What to do » Please gather each line below that contains the word "with" and copy it out; case counts.

Entries shown »
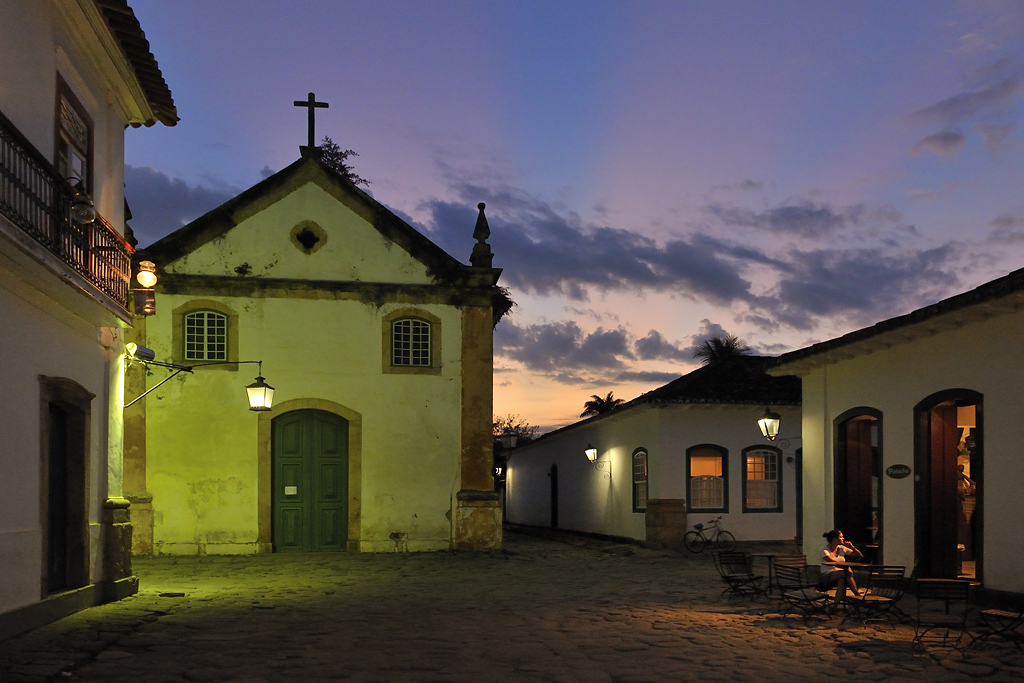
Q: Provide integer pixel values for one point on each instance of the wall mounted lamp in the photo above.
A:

--

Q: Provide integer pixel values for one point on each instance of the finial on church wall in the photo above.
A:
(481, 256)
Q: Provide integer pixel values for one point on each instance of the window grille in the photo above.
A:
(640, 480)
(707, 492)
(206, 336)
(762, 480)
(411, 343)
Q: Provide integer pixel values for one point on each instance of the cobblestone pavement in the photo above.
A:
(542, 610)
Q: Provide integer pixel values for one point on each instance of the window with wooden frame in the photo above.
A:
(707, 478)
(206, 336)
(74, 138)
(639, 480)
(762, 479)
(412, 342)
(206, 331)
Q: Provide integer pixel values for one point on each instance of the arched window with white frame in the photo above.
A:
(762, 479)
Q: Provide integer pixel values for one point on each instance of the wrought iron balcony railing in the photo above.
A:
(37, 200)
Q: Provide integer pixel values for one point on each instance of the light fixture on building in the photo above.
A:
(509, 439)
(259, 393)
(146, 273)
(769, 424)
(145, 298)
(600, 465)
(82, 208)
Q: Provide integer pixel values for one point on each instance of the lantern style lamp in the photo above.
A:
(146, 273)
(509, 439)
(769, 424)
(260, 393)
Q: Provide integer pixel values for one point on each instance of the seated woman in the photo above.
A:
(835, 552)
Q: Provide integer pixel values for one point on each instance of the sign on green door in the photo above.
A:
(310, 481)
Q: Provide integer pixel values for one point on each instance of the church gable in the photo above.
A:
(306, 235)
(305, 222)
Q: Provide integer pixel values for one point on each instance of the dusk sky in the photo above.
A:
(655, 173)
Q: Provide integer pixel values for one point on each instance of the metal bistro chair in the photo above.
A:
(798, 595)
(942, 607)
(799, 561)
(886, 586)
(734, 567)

Result »
Q: Provide integer pixel values for one point on each instance of the window with wooden frame in the photo above.
Q: Provide integer pixel values for one point on each instance of the arched window with white frame in the photo above.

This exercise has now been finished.